Work to complete →
**1)** Decide whether each statement agrees with the passage defining enterprise risk management (ERM) below. Answer yes or no for each, quoting the words of that passage that decide it.
(a) ERM manages significant risks within the organization's risk appetite.
(b) The output of ERM is described as removing all uncertainty from business decisions.
(c) Creating shareholder value is listed as an impact of ERM.
**2)** Extend the passage defining enterprise risk management (ERM) below, picking up after its final sentence.

Page text →
⟨

To be comprehensive, however, the definition must also consider the intended 
impact of those outputs. In summary, the intended outputs from ERM are that better 
decisions will be taken, improved core processes will be identified and introduced
possibly by way of tactics that include projects or programmes of work, and operations 
will be effective, efficient and free from unplanned disruption. This list of outputs 
from enterprise risk management can be described as mandatory obligations fulfilled
assurance obtained, decision making enhanced and effective and efficient core processes 
introduced (MADE2).
The following is offered by the author as a comprehensive definition of ERM:


ERM involves the identification and evaluation of significant risks, 
assignment of ownership, implementation and monitoring of actions to 
manage these risks within the risk appetite of the organization.


The output is the provision of information to management to improve 
business decisions, reduce uncertainty and provide reasonable assurance 
regarding the achievement of the objectives of the organization.


The impact of ERM is to improve efficiency and the delivery of services, 
improve allocation of resources (capital) to business improvement, create 
shareholder value and enhance risk reporting to stakeholders.

⟩

Stored records →
⟨

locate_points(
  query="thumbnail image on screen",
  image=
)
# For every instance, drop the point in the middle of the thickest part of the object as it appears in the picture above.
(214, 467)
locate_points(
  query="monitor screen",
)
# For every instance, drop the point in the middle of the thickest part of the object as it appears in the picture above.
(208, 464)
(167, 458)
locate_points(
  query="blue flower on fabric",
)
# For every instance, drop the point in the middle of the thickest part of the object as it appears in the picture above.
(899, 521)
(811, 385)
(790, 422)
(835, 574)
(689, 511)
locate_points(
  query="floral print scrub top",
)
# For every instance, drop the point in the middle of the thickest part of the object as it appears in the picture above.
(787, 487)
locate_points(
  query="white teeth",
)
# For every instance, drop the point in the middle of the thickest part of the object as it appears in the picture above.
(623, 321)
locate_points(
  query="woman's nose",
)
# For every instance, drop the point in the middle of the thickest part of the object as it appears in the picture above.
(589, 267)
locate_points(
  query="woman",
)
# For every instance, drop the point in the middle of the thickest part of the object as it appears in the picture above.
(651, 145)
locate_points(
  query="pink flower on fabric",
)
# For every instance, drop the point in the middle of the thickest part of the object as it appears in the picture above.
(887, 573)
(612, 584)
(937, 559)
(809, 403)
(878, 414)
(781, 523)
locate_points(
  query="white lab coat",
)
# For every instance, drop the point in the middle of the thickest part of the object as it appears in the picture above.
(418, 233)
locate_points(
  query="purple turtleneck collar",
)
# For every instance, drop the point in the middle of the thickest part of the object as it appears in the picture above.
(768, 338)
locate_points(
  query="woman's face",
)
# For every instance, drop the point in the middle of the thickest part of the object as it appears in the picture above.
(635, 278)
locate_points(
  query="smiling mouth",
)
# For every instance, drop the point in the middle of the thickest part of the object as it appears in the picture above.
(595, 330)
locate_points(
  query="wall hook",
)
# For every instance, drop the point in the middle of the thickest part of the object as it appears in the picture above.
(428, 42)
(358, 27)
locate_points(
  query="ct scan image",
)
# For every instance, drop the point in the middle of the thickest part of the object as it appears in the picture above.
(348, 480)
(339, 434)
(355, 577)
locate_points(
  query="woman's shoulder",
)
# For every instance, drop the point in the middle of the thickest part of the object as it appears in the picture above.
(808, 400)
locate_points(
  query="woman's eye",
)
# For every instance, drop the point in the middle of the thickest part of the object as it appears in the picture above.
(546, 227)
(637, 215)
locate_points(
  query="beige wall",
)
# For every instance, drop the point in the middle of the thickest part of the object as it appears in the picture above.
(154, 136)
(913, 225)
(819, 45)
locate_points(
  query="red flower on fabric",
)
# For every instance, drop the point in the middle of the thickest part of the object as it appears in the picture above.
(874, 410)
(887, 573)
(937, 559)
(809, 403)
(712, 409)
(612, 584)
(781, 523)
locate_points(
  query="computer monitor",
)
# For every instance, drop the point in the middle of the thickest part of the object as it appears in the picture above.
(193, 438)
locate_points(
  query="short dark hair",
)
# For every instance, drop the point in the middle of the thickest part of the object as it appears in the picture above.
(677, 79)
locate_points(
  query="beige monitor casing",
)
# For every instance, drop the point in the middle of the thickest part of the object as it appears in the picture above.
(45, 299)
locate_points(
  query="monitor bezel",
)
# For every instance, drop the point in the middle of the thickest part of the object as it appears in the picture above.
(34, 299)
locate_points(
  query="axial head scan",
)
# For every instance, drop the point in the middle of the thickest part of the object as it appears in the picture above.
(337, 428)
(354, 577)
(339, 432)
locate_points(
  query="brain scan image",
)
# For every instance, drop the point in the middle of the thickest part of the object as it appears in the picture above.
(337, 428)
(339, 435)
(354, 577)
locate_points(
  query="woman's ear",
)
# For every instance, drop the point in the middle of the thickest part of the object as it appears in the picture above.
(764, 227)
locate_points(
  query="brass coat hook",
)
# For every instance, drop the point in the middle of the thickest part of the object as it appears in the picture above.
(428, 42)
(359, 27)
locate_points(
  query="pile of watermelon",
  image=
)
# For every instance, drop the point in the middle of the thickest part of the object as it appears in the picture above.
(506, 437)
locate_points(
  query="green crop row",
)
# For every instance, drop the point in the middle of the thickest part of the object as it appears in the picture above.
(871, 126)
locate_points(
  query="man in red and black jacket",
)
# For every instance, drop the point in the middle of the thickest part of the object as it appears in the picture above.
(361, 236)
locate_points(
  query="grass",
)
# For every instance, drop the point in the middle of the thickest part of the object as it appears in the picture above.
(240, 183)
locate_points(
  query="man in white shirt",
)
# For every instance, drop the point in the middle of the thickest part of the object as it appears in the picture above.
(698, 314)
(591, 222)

⟩

Results of the exercise →
**1)**
(a) Yes: "manage these risks within the risk appetite of the organization."
(b) No: "reduce uncertainty and provide reasonable assurance"
(c) Yes: "create shareholder value"

**2)**
eRM in practice
The developing role of the risk manager is discussed in Chapter 22. It was mentioned 
that the seniority of the risk manager should be proportionate to the risks that the 
organization faces. For many organizations, including those in finance and energy, a 
board-level risk director is often appropriate.
Where it is appropriate and proportionate, the risk manager at board level is 
often referred to as a chief risk officer (CRO). To date, these appointments have been 
almost exclusively in the energy and finance sectors, although this may change as 
ERM becomes more clearly established in a wider range of organizations.
The seniority of the CRO is just one example of how ERM should be achieved in 
practice. The principles of risk management set out as PACED are fully applicable to 
the practice of enterprise risk management. The principles of risk management are 
that it should be proportionate, aligned, comprehensive, embedded and dynamic 
(PACED).
By taking a comprehensive approach to enterprise risk management, a wide range 
of benefits can be delivered and these are set out in Table 8.3. It is for each organ-
ization to decide how the enterprise risk management initiative will be structured 
and how these benefits will be achieved.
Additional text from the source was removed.